* **What to work on**
Update the items from their start through the line that contains "0,244 -> 55,275", both ends included, by changing "umbrella" to "parasol" and keeping everything else the same. Leave the pictures out of your answer.

A run of items:

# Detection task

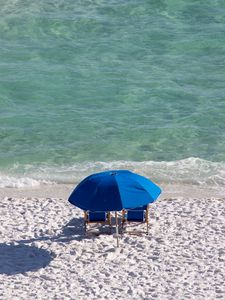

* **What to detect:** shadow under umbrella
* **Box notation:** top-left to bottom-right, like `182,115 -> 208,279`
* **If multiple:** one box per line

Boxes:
0,244 -> 55,275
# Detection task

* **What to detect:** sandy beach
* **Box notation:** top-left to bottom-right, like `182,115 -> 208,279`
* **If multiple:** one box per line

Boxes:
0,185 -> 225,300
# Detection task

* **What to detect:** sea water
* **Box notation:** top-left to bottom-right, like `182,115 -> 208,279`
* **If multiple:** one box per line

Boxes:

* **Solution for this exercise**
# Detection task


* **What to detect:** shadow under parasol
* **Box notation:** top-left to bottom-right, like `182,115 -> 208,279`
* **If multiple:** one box per line

Boxes:
0,244 -> 55,275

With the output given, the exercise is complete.